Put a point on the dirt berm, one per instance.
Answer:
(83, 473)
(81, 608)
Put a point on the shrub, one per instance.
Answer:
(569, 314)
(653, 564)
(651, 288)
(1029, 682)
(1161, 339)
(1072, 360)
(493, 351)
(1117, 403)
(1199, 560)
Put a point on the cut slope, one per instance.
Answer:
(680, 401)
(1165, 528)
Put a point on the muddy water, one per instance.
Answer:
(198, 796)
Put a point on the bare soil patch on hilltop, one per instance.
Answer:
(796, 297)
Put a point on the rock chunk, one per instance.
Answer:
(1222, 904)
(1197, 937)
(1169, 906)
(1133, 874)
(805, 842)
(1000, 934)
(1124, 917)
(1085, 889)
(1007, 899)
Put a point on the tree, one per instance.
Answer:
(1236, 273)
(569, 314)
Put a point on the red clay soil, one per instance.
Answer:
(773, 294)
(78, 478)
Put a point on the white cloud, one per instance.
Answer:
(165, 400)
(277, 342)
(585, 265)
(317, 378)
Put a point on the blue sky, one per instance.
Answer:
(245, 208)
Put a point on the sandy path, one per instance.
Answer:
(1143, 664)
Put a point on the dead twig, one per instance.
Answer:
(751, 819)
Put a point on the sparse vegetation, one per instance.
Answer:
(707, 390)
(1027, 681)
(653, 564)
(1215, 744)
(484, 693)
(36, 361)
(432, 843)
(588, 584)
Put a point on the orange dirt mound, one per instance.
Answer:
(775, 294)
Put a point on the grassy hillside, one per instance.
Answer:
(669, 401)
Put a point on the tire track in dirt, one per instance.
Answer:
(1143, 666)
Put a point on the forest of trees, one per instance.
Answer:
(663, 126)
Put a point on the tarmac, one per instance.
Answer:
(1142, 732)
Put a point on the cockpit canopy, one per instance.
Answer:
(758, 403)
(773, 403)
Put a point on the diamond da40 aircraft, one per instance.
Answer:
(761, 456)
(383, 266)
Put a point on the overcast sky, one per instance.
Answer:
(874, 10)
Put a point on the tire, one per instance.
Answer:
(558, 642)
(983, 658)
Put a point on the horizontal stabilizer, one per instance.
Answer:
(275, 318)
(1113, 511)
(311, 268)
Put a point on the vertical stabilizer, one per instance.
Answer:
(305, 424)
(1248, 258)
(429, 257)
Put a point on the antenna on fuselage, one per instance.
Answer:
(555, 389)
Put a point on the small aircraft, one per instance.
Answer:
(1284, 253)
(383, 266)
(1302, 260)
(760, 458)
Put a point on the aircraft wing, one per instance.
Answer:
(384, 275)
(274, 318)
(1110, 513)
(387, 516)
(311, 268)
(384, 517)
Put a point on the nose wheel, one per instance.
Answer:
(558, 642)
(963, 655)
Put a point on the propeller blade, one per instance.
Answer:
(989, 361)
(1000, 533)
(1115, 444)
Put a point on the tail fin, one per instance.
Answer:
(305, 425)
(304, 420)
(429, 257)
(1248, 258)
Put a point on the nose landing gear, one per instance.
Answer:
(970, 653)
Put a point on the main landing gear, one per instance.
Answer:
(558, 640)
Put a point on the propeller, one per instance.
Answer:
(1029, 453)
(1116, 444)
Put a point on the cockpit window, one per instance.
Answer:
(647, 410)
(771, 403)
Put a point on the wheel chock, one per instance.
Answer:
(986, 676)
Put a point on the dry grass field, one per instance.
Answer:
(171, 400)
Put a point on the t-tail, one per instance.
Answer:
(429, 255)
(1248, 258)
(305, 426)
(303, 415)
□ □ □ □
Problem statement —
Work out how many lines of the data include the word "tail", and write that number alone.

Solution below —
2